**Consigne**
D'après le texte sur l'Armada, quel joueur l'équipe a-t-elle perdu au profit des Red Wings ?

**Texte de la page**
==========

Toujours est-il que l'Armada devait être un club en reconstruction cet hiver, selon de nombreux observateurs du hockey junior québécois.

Au classement, cependant, l'équipe du président Joël Bouchard a une fiche parfaite de 8-0-0-0, la meilleure au Canada!

Et c'est avec des Walcott, des Christopher Clapperton, ignoré à son année de repêchage en 2012 mais aujourd'hui le meilleur compteur de la LHJMQ, des Danick Martel, jamais repêché au niveau junior, que l'Armada domine ses rivaux.

«Quand on a échangé Julien Leduc et Élie Bérubé, deux vétérans en défense, au camp d'entraînement, tout le monde pensait qu'on avait jeté la serviette, raconte Jean-François Houle. En plus, on avait perdu notre capitaine Xavier Ouellet aux Red Wings. Mais ils n'avaient pas vu notre camp d'entraînement, ils ne savaient pas ce que nous avions sous la main, Walcott entre autres.»

==========

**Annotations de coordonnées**
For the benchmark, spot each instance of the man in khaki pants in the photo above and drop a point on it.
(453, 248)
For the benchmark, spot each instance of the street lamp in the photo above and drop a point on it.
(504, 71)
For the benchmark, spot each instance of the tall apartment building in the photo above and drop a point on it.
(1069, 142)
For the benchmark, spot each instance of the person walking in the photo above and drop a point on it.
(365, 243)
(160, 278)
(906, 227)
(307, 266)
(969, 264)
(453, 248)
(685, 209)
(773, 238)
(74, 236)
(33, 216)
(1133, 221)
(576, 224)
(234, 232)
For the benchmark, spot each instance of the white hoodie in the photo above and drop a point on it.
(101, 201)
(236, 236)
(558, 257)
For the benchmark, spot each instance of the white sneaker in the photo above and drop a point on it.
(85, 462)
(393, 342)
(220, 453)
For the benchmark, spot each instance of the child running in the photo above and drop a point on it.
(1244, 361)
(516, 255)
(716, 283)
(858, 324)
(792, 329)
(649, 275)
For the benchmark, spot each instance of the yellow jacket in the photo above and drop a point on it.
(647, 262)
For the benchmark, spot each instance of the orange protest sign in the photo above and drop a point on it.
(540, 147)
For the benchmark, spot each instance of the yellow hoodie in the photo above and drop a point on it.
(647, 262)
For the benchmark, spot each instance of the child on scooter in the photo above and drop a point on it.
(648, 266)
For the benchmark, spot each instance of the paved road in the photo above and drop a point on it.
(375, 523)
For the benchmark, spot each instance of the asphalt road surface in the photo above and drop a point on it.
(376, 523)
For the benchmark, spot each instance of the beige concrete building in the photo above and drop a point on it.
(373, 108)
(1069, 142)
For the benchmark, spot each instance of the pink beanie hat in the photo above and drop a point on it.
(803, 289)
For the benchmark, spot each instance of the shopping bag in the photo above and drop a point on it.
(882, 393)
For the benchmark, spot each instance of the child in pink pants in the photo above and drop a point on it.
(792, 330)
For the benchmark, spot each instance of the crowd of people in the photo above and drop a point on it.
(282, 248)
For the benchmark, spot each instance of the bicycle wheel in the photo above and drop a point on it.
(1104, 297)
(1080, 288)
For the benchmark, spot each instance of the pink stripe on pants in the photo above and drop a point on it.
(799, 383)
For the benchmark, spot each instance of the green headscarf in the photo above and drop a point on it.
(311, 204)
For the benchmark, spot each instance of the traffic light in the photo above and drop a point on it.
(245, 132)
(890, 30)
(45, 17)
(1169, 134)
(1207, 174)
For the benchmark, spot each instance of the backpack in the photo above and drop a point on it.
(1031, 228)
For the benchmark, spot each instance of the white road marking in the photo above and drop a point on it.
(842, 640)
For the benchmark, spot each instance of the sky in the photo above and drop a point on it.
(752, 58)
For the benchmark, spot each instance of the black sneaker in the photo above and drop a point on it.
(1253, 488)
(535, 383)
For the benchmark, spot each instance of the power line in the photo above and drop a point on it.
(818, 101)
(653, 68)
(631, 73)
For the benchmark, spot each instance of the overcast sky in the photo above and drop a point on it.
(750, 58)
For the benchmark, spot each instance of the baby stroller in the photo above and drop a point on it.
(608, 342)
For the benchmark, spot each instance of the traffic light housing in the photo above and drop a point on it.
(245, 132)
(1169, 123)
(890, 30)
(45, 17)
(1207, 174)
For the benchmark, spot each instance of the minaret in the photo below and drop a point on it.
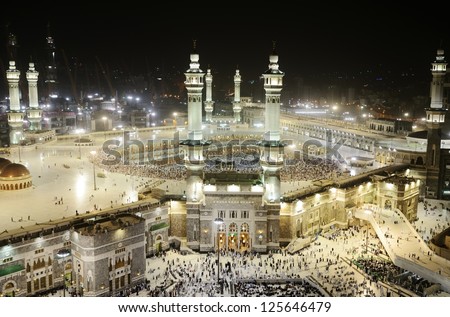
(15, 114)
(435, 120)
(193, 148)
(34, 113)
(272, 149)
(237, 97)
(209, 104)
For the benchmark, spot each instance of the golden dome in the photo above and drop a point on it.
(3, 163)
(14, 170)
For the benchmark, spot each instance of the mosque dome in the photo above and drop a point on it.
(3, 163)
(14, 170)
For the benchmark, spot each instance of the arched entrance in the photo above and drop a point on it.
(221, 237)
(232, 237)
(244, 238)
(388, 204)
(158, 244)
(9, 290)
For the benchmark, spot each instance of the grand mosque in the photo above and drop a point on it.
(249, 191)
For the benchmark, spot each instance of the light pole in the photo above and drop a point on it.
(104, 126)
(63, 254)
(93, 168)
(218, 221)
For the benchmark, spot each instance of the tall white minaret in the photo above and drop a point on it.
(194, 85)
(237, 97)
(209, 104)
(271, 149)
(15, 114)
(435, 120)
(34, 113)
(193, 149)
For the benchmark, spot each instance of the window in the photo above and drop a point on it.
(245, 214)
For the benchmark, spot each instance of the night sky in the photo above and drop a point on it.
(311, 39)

==========

**Réponse**
L'équipe a perdu son capitaine Xavier Ouellet au profit des Red Wings.